### Task prompt
Rewrite the lines below as a numbered list, omitting any blank lines.
■ ■ ■ ■ ■
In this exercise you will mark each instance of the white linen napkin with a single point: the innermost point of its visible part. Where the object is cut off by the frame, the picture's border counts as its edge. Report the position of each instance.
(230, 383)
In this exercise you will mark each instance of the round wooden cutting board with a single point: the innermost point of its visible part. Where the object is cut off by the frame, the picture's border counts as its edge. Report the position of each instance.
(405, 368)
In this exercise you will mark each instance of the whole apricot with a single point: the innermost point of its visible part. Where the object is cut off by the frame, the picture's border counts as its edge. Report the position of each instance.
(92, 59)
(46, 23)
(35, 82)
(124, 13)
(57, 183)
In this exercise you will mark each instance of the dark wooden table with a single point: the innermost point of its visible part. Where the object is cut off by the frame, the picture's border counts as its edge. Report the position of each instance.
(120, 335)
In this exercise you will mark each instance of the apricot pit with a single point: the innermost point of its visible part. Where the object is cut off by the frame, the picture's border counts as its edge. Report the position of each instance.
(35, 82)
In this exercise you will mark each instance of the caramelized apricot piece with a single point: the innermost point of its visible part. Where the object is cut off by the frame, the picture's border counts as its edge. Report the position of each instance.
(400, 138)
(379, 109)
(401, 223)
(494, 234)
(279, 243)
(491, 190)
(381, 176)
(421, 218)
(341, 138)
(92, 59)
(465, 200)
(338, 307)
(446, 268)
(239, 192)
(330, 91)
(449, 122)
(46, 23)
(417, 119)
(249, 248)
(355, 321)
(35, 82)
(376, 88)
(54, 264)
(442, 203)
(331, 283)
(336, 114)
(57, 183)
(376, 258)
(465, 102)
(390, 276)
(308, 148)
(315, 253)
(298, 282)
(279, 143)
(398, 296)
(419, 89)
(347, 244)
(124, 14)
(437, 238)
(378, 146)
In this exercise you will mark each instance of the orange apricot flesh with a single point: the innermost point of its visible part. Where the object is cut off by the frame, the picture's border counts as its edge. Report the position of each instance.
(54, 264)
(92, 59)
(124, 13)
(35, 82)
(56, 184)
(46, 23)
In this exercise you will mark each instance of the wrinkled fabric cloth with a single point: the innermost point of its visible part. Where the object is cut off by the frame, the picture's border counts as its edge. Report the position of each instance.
■ ■ ■ ■ ■
### Solution to this exercise
1. In this exercise you will mark each instance of the white linen napkin with a single point: the innermost point of its visible part. Where the object is cut off by the frame, the picture's border counts as its edge. Report the position of each instance.
2. (230, 383)
3. In this exercise you will mark each instance of the round wooden cutting board with a single point: the innermost point of its visible part. Where the object is cut off by the frame, the picture's border counts as its edge. Report the position of each instance.
4. (405, 368)
5. In this exercise you will mark each instance of the whole apricot with a single point: the innermost point of its visible part. Where the object is cut off by the frame, the picture's border counts as its edge. Report the position of each instance.
6. (92, 59)
7. (46, 23)
8. (35, 82)
9. (124, 13)
10. (57, 183)
11. In this exercise you will mark each instance of the dark wooden table with a single point: the innermost point of its visible part. Where the object is cut off by the frame, the picture's border counts as its edge. Report the position of each instance.
12. (120, 335)
13. In this exercise you will mark each instance of the apricot pit with a single point: the innermost point of its visible part. Where the object is cut off by the frame, the picture's border counts as its edge. Report the position of each instance.
14. (35, 82)
15. In this exercise you will mark each instance of the caramelized apricot piece with a single point: the innermost point of its visible part. Where the object is cut off by the frame, the picture's border counts as its edge. Report the position of each instance.
16. (400, 138)
17. (379, 109)
18. (401, 223)
19. (494, 234)
20. (279, 243)
21. (491, 190)
22. (381, 176)
23. (421, 218)
24. (341, 138)
25. (92, 59)
26. (465, 200)
27. (338, 307)
28. (446, 268)
29. (239, 192)
30. (330, 91)
31. (449, 122)
32. (46, 23)
33. (417, 119)
34. (249, 248)
35. (355, 321)
36. (35, 82)
37. (376, 88)
38. (54, 264)
39. (442, 203)
40. (331, 283)
41. (336, 114)
42. (57, 183)
43. (376, 258)
44. (465, 102)
45. (390, 276)
46. (308, 148)
47. (315, 253)
48. (298, 282)
49. (279, 143)
50. (398, 296)
51. (419, 89)
52. (347, 244)
53. (124, 14)
54. (437, 238)
55. (378, 146)
56. In this exercise you will mark each instance of the orange apricot flesh with a single point: the innermost point of its visible part. Where the object is cut off by the frame, the picture's border counts as its edge. Report the position of each instance.
57. (54, 264)
58. (92, 59)
59. (124, 13)
60. (35, 82)
61. (56, 184)
62. (46, 23)
63. In this exercise you will mark each instance of the wrinkled fabric cloth with a single point: the innermost point of its visible part. Where the object is cut off by the frame, the picture's border counts as its edge. Report the position of each instance.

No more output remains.